=== EXERCISE TASK 1 ===
List the five headings of the key takeaways in the market review below.

=== DOCUMENT ===
........

Daily Market Review

Date:

13.2.26
Home Arrow Arrow Daily Market Review Arrow 13.2.26

Closing Recap 

U.S. stocks suffered another brutal day of selling on Thursday, with the major indices plunging as the rout in the technology sector intensified and spread to the broader market. The Nasdaq fell over 2%, the S&P 500 dropped 1.57%, and the small-cap Russell 2000 was also hit hard. The selling was driven by a perfect storm of negative catalysts: a slew of weak U.S. jobs data, growing fears of an AI bubble, and a catastrophic collapse in the cryptocurrency market. Bitcoin plunged to its lowest level since October 2024, now down 50% from its all-time high, in a move that is creating a powerful risk-off dynamic across all asset classes. In a sign of the growing fear, precious metals were hit by another wave of heavy selling, while crude oil also tumbled. 

Key Takeaways 

  • Broad Market Sell-Off: All major indices fell over 1%, with the tech-led rout now spreading to the broader market as risk aversion intensifies. The S&P 500 is down for a third straight day. 
  • Tech Wreck Continues, Equal Weight Outperforms: The Nasdaq plunged 2.03% as the brutal sell-off in AI-related names continues. In a sign of the narrowness of the recent rally, the equal-weight S&P 500 is outperforming the cap-weighted index by its widest margin in over 20 years. 
  • $3.6 Trillion Wipeout: A “Liquidity Air Pocket” hit global markets. In a brutal 90-minute window, Gold (-3.7%), Silver (-8.5%), Stocks (-1.6%), and Crypto (-3%) all puked simultaneously. This is the hallmark of a forced margin unwind.
  • Crypto Crash Deepens, Bitcoin Plunges to 16-Month Low: The crypto market is in a state of freefall. Bitcoin has now crashed 50% from its October high, plunging to its lowest level since October 2024, as a massive wave of liquidations continues. Over $2 trillion has been wiped from the total market cap. 
  • Weak Jobs Data Signals Economic Slowdown: A slew of weak U.S. jobs data, including a surge in jobless claims and a spike in announced layoffs to a 17-year high, is fueling fears of a looming recession and boosting bets for a March Fed cut.

........

=== DATA ===
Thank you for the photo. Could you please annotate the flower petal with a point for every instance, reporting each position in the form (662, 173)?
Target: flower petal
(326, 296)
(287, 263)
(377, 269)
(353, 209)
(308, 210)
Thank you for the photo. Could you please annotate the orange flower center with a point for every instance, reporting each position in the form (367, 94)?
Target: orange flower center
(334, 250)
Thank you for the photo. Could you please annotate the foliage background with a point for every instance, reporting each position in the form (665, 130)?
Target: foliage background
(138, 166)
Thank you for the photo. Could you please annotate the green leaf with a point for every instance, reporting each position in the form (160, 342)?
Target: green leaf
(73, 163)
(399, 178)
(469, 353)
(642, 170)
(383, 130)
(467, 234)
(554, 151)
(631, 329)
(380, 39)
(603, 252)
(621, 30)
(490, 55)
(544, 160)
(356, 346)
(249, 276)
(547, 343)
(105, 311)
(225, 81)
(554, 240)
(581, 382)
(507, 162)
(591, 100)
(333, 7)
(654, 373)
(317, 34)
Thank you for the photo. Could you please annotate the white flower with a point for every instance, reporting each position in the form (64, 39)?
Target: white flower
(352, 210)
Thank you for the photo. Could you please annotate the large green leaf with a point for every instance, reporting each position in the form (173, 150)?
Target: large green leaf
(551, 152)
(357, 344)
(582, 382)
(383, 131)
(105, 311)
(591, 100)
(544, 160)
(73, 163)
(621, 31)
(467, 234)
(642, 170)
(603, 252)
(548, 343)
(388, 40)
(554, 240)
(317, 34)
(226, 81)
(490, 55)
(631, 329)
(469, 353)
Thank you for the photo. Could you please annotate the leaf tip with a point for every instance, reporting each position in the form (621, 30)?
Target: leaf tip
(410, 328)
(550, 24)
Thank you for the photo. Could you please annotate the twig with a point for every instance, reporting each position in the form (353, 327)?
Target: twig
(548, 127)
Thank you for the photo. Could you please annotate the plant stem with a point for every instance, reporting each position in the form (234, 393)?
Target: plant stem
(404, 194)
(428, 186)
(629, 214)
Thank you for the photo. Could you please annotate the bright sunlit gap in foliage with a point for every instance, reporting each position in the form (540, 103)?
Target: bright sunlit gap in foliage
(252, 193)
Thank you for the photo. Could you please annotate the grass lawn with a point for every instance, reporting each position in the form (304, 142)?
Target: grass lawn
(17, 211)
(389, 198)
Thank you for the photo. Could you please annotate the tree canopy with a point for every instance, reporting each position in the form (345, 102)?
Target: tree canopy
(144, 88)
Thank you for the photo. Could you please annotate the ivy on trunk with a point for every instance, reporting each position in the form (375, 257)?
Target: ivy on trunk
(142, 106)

........

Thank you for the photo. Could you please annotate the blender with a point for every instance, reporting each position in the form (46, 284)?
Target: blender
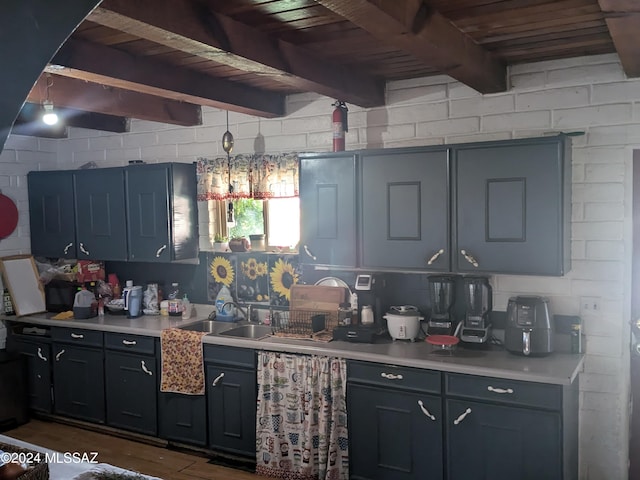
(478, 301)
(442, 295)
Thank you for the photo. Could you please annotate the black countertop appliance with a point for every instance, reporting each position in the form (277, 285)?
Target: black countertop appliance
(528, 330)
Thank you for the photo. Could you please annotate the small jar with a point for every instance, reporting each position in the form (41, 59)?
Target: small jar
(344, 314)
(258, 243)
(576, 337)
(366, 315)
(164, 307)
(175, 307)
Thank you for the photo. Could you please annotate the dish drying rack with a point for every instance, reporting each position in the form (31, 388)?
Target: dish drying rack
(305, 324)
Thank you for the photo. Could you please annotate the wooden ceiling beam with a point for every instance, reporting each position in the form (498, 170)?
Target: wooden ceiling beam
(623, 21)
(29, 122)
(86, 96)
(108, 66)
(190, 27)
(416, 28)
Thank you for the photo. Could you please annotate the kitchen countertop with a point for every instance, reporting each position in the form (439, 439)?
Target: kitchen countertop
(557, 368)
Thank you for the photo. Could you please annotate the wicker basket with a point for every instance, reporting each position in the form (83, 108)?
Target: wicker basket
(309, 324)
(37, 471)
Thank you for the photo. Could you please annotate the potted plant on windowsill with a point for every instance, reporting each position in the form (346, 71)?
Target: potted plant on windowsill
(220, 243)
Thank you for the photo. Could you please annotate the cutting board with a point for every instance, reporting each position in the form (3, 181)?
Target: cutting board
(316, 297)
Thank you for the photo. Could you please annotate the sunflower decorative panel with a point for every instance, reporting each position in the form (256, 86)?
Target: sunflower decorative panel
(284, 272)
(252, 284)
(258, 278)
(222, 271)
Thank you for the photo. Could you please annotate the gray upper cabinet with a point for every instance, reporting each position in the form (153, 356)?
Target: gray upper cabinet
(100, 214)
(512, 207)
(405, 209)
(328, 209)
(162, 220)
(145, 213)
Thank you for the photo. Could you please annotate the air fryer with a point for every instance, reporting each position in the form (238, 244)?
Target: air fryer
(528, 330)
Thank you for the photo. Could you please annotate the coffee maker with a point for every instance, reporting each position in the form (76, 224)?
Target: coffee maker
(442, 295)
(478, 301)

........

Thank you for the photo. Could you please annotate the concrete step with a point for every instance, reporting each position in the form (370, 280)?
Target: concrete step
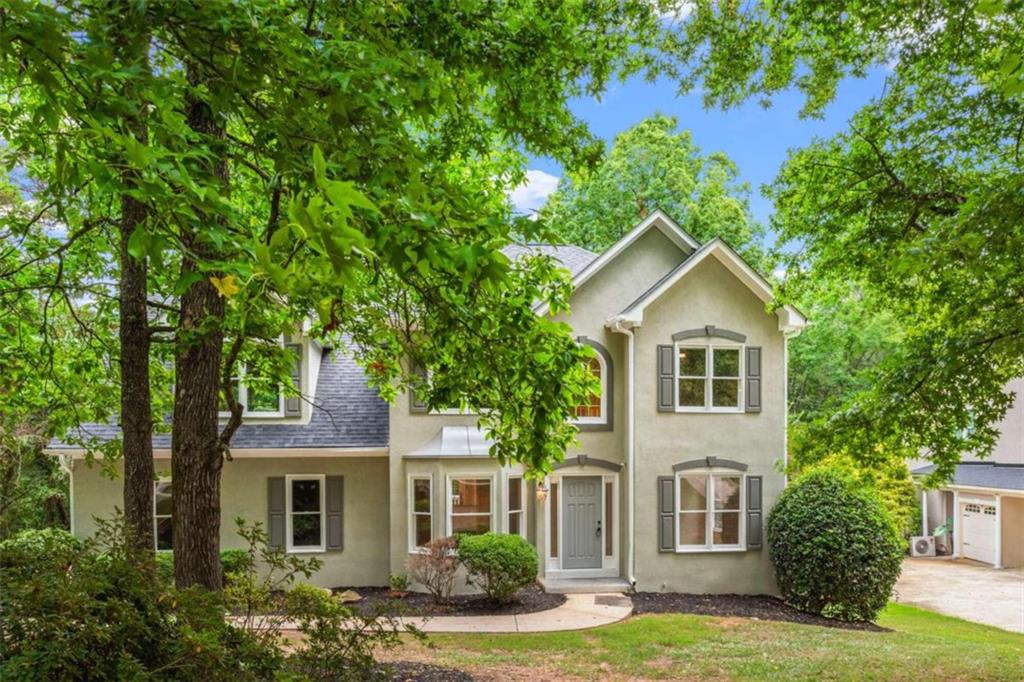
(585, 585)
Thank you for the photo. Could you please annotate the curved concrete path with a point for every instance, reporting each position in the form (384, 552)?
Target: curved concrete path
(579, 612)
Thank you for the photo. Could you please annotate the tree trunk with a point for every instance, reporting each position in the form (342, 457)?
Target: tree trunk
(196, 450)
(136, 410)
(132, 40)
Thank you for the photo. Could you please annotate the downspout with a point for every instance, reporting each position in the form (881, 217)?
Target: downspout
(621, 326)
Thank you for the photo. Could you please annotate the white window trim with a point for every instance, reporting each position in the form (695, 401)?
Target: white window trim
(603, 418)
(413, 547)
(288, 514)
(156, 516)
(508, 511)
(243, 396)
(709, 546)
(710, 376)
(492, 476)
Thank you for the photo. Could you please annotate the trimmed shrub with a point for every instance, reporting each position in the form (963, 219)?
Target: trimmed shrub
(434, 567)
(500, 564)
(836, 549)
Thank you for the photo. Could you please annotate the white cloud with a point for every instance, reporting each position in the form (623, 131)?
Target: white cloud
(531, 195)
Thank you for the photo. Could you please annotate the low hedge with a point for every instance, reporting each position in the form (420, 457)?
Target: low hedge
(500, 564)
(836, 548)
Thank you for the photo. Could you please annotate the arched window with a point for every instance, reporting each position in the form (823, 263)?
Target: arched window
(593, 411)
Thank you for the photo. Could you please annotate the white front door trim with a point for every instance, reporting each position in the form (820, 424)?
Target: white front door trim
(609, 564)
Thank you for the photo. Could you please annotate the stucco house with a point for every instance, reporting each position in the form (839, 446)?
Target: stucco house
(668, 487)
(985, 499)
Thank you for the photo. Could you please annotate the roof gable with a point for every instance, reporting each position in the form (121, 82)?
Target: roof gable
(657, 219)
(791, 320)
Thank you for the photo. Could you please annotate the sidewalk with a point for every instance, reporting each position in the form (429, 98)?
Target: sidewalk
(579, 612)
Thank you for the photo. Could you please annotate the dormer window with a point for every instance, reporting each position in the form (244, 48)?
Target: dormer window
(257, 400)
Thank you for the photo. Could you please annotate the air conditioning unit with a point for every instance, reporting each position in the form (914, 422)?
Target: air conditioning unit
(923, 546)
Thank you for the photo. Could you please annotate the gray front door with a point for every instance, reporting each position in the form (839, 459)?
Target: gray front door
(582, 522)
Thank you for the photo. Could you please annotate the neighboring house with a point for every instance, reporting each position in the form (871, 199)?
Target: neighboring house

........

=== EXERCISE TASK 2 ===
Return every line of the records above that contains the word "grass", treating case as significant.

=== CORRECT OUTPUT 1 ===
1. Broad Market Sell-Off
2. Tech Wreck Continues, Equal Weight Outperforms
3. $3.6 Trillion Wipeout
4. Crypto Crash Deepens, Bitcoin Plunges to 16-Month Low
5. Weak Jobs Data Signals Economic Slowdown

=== CORRECT OUTPUT 2 ===
Thank you for the photo. Could you please annotate the grass lawn with a point for every instance, reporting each position in the form (304, 142)?
Target: grass lawn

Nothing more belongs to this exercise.